*EXERCISE DIRECTIONS:* Only the lines below, from the one with "Query: bookcase" through the one with "compact form (73,20).", are to be written out, exactly.

*DATA TO EXAMINE:*
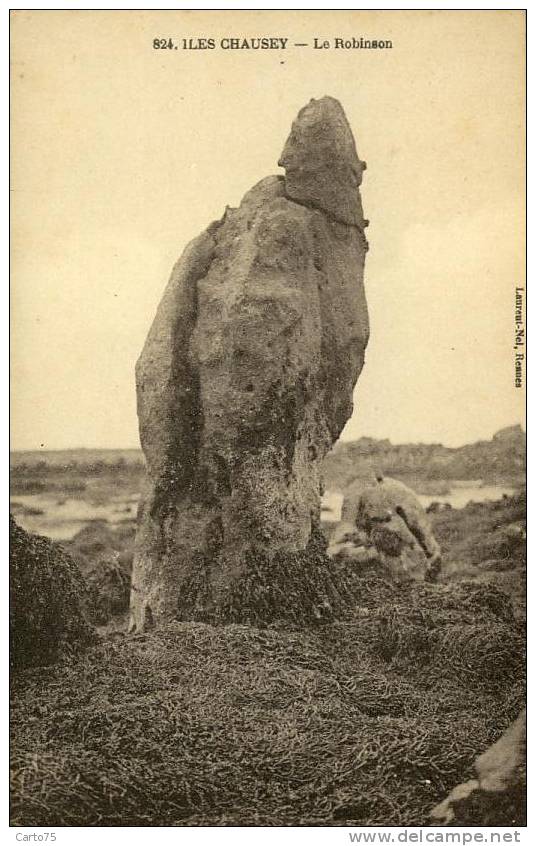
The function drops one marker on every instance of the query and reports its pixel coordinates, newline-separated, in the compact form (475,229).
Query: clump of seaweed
(369,719)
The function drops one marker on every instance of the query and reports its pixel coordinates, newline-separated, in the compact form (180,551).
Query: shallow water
(61,517)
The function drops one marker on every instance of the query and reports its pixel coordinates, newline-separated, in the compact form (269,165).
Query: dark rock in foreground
(498,795)
(49,602)
(369,721)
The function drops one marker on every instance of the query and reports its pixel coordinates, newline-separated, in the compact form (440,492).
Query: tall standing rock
(246,378)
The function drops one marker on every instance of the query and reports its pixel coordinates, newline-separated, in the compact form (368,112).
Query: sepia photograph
(267,533)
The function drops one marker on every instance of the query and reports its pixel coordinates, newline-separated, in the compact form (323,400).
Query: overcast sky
(121,154)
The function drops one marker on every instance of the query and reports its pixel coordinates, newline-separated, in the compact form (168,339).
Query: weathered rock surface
(49,602)
(498,795)
(393,526)
(247,374)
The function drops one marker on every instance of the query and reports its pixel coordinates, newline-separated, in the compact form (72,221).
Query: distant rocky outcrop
(503,459)
(247,375)
(392,533)
(49,602)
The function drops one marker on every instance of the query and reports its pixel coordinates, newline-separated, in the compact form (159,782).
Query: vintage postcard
(268,486)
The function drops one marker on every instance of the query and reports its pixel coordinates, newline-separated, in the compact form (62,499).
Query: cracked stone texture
(246,377)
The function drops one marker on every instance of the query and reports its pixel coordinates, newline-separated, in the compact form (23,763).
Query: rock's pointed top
(321,161)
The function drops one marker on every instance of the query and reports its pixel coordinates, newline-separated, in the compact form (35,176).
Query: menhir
(246,378)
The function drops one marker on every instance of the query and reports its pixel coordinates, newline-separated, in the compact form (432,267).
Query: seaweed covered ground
(367,721)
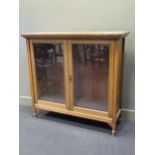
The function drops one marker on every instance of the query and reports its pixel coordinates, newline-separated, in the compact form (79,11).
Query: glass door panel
(90,72)
(49,62)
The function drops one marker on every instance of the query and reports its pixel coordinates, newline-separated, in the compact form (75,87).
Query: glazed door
(49,67)
(91,74)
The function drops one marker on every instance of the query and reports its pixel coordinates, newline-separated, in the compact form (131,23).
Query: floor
(55,134)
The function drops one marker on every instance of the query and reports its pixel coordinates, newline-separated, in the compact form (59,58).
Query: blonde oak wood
(77,35)
(116,43)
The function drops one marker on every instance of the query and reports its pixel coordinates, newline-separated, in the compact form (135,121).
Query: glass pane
(91,65)
(49,60)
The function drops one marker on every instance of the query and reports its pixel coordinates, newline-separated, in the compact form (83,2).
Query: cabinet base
(113,132)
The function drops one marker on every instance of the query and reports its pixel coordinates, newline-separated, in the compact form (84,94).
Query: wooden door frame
(33,72)
(109,112)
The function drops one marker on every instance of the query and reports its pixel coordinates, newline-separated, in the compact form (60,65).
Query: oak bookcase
(77,73)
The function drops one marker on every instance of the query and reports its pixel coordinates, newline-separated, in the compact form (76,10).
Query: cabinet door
(92,75)
(48,70)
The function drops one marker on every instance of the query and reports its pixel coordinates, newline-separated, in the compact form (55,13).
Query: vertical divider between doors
(66,70)
(71,75)
(110,79)
(68,75)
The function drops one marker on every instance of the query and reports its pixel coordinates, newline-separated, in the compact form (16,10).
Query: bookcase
(77,73)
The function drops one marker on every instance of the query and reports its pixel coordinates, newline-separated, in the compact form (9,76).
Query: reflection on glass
(49,60)
(91,65)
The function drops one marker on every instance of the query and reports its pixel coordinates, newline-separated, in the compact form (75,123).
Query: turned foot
(34,114)
(113,132)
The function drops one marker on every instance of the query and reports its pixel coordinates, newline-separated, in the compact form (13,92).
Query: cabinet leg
(113,132)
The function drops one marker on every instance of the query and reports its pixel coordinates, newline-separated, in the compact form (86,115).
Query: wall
(80,15)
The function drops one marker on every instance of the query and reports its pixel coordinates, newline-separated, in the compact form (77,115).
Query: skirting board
(127,114)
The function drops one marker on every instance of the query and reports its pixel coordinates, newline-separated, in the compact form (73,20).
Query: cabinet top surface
(96,34)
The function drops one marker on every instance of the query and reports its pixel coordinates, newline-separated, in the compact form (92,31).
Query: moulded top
(77,35)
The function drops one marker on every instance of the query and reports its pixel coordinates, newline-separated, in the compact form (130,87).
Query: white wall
(80,15)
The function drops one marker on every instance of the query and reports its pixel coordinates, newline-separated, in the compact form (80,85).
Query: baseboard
(127,114)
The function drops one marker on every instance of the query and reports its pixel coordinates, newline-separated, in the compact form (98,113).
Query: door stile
(70,76)
(111,79)
(66,73)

*SOLUTION:*
Query: bookcase
(77,73)
The function drops one marker on every instance of the query and reports its pixel coordinates, newline-separated, in the compact form (9,76).
Query: reflection on glass
(49,60)
(91,65)
The function drops one marker on every instance of the query and reports its pixel coordinates, newline-separated, in the compact form (75,123).
Query: turned foot
(34,114)
(113,132)
The function drops one marker on every instance of the query and reports its pixel coordinates, newline-separated, in the compact form (13,92).
Query: cabinet leg
(113,132)
The function drops one marker on every instance of the query and reports its pixel coordinates, newline-separated, in the compact form (86,115).
Query: wall
(80,15)
The function drops one marker on every instance of the query and reports its pixel coordinates, newline-separated, in the compact form (77,115).
Query: skirting board
(127,114)
The function drops one marker on every instance of the query and reports its pixel coordinates, newline-separated, in the compact form (73,20).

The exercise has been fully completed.